* [Written task] Pictures don't belong in the copy. Set down the lines from the one containing "[pin] black helmet" through the last line, exactly as they are.

* [Record list]
========

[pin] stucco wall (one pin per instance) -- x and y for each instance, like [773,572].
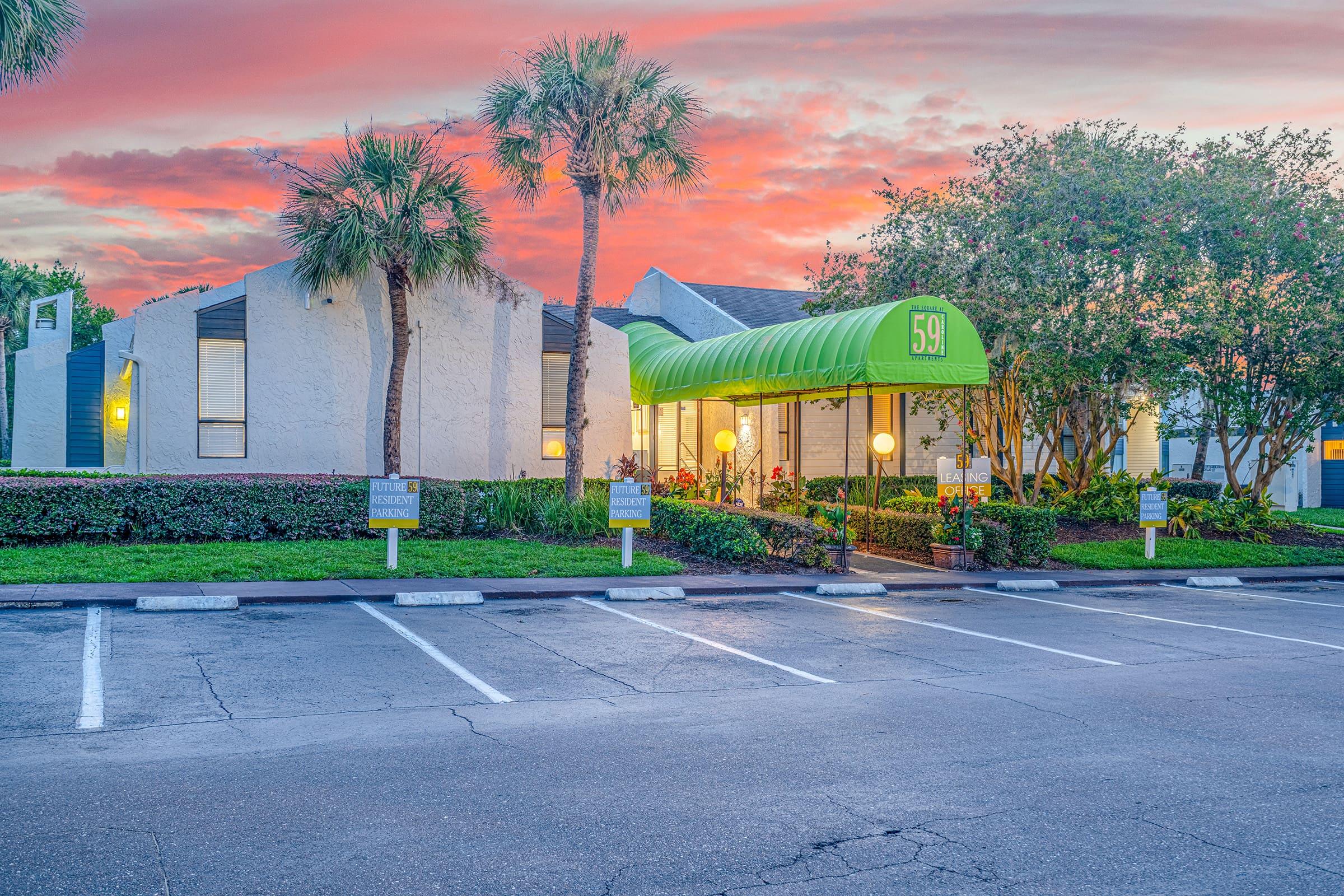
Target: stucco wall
[318,381]
[39,390]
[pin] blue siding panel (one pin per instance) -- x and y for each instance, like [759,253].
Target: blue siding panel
[84,406]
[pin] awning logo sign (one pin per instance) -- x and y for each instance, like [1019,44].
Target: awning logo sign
[928,334]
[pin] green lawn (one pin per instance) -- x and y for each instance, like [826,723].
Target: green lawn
[1320,516]
[311,561]
[1194,554]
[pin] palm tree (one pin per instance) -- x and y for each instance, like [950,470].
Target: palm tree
[623,129]
[395,203]
[19,285]
[34,36]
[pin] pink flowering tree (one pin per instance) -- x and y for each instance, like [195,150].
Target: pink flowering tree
[1264,320]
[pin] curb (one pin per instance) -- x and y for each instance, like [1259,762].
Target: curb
[346,594]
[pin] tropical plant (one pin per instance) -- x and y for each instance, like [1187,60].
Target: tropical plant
[391,202]
[34,38]
[620,129]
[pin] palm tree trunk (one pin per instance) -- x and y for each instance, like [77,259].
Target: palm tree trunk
[4,394]
[397,374]
[576,405]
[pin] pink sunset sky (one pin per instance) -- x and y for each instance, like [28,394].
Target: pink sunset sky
[133,166]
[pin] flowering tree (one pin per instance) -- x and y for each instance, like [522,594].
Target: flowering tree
[1264,320]
[1062,250]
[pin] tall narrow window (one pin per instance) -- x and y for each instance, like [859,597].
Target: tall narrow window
[222,398]
[556,390]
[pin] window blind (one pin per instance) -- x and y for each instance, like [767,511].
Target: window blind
[556,388]
[222,396]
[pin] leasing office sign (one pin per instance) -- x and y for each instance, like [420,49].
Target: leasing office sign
[394,504]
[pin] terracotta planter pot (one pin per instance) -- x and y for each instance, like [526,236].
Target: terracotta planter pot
[946,557]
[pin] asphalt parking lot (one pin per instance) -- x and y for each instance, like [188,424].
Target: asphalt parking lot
[1092,740]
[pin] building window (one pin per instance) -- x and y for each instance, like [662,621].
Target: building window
[222,398]
[556,390]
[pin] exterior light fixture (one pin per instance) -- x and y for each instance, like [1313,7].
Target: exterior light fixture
[882,445]
[725,441]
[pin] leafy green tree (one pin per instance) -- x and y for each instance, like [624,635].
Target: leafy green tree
[1062,249]
[1264,320]
[34,38]
[622,129]
[19,285]
[391,202]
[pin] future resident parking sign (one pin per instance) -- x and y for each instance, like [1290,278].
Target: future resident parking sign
[394,504]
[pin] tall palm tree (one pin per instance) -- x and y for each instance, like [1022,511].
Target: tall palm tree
[34,36]
[395,203]
[623,128]
[19,285]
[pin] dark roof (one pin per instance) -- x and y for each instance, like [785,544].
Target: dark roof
[757,307]
[616,318]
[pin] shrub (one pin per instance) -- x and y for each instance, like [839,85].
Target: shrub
[787,536]
[827,488]
[893,530]
[1197,489]
[197,508]
[707,530]
[996,544]
[1032,531]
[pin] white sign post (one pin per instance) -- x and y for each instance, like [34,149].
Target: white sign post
[1152,515]
[629,508]
[393,504]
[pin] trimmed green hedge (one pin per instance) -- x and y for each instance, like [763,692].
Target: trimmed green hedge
[894,530]
[787,536]
[827,488]
[707,530]
[200,508]
[1032,531]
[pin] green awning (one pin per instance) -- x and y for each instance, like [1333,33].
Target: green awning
[917,344]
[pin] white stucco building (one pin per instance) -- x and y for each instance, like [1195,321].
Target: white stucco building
[264,376]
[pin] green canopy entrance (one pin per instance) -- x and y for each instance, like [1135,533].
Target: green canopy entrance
[917,344]
[921,343]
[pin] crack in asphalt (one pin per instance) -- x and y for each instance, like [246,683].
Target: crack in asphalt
[159,856]
[212,685]
[1020,703]
[1233,850]
[921,837]
[624,684]
[472,727]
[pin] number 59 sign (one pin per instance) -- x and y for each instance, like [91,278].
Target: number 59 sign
[929,334]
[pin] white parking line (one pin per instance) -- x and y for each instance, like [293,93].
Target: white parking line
[706,641]
[91,704]
[946,628]
[436,655]
[1248,594]
[1140,615]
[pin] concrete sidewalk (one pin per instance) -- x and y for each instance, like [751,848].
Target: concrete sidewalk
[119,594]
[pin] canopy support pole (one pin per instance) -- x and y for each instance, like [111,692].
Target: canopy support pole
[965,464]
[844,517]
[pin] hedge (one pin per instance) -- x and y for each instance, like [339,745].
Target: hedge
[894,530]
[1032,531]
[707,530]
[197,508]
[785,535]
[827,488]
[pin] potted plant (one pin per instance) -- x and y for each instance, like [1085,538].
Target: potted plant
[949,551]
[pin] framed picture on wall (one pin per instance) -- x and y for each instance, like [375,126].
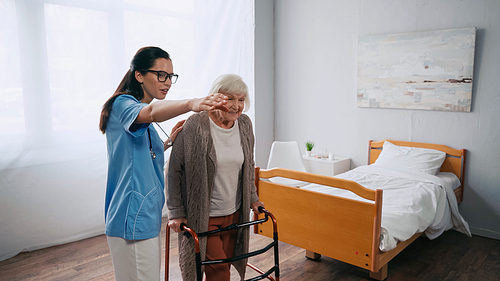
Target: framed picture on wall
[429,70]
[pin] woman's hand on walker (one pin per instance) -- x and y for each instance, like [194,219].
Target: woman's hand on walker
[255,206]
[212,102]
[175,224]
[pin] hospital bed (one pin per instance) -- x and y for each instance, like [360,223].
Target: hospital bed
[348,217]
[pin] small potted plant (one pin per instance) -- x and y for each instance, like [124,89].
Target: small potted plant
[309,147]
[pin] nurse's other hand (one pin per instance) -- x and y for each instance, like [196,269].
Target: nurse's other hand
[212,102]
[175,224]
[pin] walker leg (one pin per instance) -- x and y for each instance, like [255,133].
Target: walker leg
[167,251]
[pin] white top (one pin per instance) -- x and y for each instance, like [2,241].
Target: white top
[226,195]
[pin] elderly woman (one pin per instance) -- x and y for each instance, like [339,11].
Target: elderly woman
[210,181]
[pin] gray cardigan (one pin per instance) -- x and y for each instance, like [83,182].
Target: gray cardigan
[190,179]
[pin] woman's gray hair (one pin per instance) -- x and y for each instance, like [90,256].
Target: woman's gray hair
[231,83]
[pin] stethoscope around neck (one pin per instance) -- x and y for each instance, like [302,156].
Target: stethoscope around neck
[151,151]
[153,154]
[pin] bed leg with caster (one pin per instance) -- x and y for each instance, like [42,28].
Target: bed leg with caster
[381,274]
[312,255]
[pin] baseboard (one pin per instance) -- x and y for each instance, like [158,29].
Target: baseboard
[485,232]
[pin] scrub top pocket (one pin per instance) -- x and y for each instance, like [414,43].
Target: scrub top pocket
[144,214]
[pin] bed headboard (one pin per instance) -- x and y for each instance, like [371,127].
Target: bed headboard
[454,162]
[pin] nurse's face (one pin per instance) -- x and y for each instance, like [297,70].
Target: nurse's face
[152,87]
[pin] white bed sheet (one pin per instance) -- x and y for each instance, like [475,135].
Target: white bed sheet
[412,202]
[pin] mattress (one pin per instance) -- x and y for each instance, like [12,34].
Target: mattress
[413,202]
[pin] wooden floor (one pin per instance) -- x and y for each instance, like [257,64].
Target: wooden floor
[452,256]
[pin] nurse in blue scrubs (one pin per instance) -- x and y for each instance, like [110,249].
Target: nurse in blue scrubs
[134,191]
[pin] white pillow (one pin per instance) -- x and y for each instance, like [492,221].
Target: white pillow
[410,158]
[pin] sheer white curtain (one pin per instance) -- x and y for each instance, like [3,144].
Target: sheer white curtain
[60,60]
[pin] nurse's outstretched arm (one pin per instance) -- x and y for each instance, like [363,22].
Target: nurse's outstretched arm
[163,110]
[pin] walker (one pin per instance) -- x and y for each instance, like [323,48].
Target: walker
[188,232]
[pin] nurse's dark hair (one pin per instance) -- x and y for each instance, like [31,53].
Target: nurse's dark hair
[143,60]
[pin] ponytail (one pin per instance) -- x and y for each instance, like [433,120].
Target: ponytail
[143,60]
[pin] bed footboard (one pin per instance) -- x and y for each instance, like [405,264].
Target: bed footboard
[344,229]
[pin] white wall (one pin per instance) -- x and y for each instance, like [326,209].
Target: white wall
[315,56]
[264,80]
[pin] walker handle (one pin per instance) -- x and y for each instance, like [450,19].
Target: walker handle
[183,228]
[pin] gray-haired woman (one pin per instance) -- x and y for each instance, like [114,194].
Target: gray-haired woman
[210,181]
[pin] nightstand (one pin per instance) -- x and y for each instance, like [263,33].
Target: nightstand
[325,166]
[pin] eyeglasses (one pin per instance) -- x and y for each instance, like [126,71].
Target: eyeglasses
[163,76]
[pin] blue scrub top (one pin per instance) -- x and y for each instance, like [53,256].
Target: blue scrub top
[134,191]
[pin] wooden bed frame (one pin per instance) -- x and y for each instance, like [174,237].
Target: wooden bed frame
[340,228]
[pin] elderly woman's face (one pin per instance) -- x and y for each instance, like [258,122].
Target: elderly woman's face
[235,104]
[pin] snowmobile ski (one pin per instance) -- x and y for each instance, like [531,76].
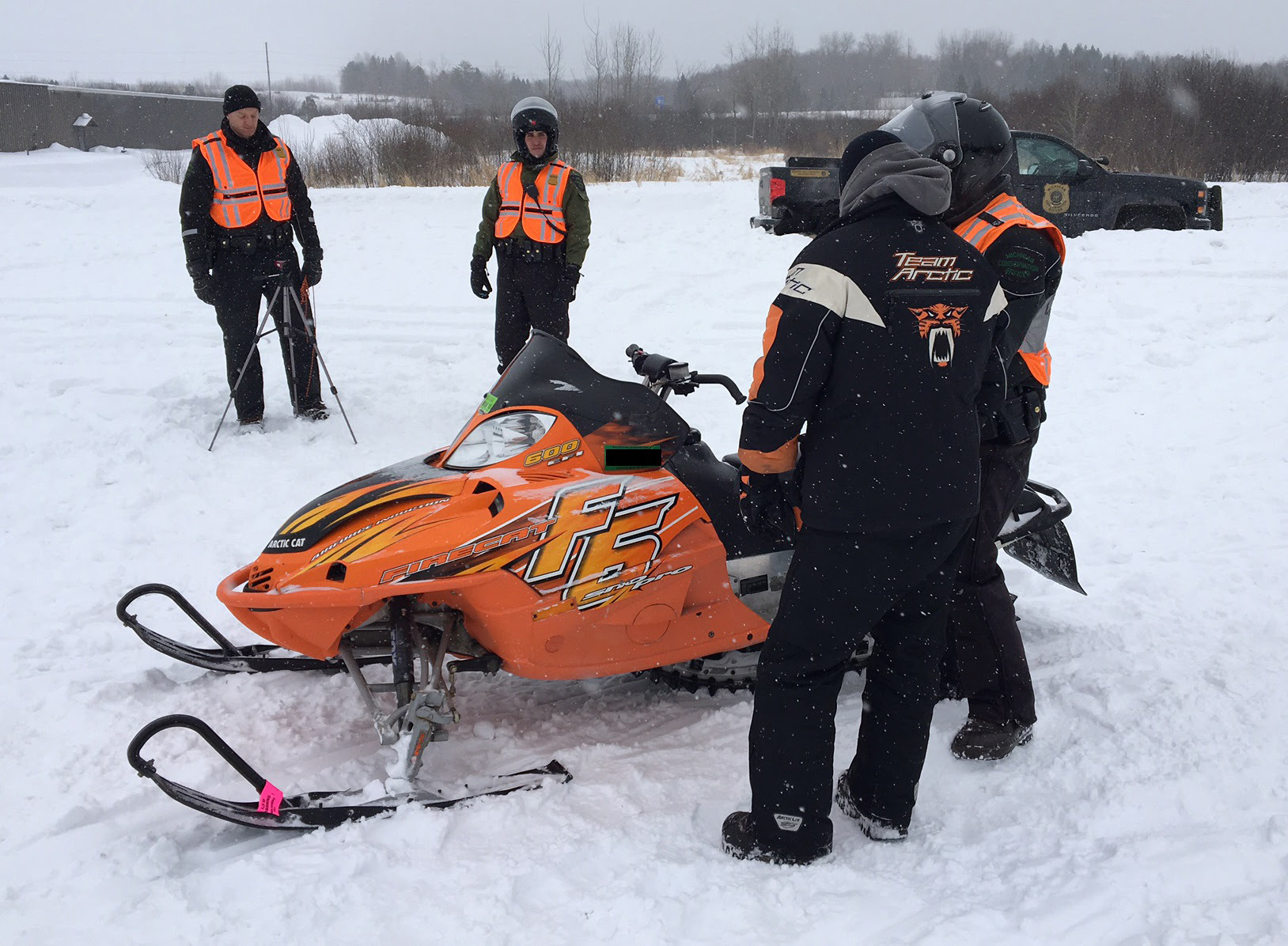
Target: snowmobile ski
[256,658]
[275,811]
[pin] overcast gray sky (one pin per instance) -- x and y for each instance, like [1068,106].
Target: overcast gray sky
[88,40]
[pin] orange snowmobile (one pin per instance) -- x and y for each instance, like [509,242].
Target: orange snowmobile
[576,528]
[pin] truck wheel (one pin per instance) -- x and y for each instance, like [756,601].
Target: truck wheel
[1150,219]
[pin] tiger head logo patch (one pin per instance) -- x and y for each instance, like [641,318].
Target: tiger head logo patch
[941,324]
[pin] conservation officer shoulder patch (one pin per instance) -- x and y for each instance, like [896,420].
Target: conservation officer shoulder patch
[1019,264]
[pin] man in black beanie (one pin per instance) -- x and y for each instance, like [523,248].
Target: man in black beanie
[881,340]
[242,197]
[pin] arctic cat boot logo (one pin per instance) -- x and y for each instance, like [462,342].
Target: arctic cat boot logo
[912,268]
[941,324]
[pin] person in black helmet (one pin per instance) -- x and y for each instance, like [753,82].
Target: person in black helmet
[986,659]
[880,340]
[537,217]
[242,200]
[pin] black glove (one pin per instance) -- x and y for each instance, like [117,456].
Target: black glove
[204,286]
[567,285]
[479,283]
[763,505]
[312,271]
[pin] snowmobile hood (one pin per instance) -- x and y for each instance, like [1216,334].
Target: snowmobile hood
[397,490]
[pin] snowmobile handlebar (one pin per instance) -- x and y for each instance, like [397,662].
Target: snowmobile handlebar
[668,373]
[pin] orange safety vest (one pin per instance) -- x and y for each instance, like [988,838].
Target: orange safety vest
[543,217]
[1002,213]
[241,191]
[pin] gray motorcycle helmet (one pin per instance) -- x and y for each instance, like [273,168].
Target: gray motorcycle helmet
[968,135]
[535,115]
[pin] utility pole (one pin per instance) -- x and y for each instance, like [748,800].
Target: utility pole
[268,71]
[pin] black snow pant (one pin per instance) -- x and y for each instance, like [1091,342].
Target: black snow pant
[986,659]
[242,278]
[527,297]
[841,587]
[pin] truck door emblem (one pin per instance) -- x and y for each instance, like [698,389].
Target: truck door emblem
[1055,199]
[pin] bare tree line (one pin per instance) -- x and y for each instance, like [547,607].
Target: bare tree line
[1202,116]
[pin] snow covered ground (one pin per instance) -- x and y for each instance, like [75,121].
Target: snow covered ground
[1152,806]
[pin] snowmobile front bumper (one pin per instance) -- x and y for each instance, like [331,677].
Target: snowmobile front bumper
[275,811]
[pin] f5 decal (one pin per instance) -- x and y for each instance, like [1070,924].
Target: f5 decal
[598,539]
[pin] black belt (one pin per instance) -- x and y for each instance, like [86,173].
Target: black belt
[254,238]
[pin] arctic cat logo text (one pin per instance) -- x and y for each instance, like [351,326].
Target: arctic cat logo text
[789,823]
[941,324]
[487,545]
[301,542]
[795,283]
[912,268]
[278,545]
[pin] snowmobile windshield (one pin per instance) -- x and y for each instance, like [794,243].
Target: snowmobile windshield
[930,127]
[549,373]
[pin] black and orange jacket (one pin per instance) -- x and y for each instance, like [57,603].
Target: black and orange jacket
[512,218]
[879,342]
[1028,254]
[242,184]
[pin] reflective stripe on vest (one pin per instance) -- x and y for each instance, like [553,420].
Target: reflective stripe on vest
[980,231]
[543,219]
[241,192]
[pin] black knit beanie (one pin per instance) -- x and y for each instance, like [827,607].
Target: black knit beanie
[238,96]
[859,148]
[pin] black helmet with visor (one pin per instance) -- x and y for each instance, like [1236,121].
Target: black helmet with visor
[968,135]
[535,115]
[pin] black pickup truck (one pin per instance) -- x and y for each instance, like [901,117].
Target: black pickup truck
[1050,176]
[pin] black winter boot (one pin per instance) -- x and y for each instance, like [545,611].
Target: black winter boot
[875,828]
[984,740]
[741,841]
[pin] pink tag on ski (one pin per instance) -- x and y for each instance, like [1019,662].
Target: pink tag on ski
[271,798]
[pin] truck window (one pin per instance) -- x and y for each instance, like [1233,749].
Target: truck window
[1046,158]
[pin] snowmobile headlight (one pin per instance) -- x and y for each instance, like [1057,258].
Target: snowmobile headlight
[500,438]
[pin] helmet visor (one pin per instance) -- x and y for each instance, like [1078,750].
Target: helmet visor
[930,127]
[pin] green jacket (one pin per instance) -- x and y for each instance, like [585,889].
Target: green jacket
[576,207]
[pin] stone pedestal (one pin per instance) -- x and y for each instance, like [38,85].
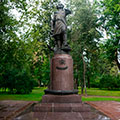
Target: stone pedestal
[62,82]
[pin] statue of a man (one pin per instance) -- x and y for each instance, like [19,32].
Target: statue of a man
[59,26]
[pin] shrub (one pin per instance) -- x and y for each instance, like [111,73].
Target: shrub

========

* [Finished task]
[pin] black helmet with visor (one pin per instance) -- x and y for each instance, like [1236,121].
Target: black helmet with visor
[968,135]
[535,115]
[pin] black pickup truck (one pin per instance) -- x and y for each instance, like [901,117].
Target: black pickup truck
[1050,176]
[pin] black winter boot (one pin per instance) -- x and y for each instance, like [545,611].
Target: black winter boot
[875,828]
[984,740]
[741,841]
[pin] pink tag on ski (one pin per instance) -- x and y for each instance, like [1019,662].
Target: pink tag on ski
[271,798]
[pin] truck window (one pin per instance) -- x and y for each instance, like [1233,749].
Target: truck window
[1046,158]
[pin] snowmobile headlight (one pin per instance) -- x and y for each instance, like [1057,258].
Target: snowmobile headlight
[500,438]
[pin] helmet visor (one pin per instance) -- x and y for each instance, like [1078,750].
Target: helmet visor
[930,127]
[pin] green jacket (one pin per instance) -- x and y for each instance, like [585,889].
Target: green jacket
[576,207]
[pin] stone pedestal (one pin per instance) -- x and y for each instance, like [38,85].
Target: stone pedestal
[62,82]
[pin] statue of a man (one pin per instance) -- x and y for each instance, like [19,32].
Target: statue of a man
[59,26]
[pin] shrub (one pin per instance) -- x and y for each instance, like [111,73].
Target: shrub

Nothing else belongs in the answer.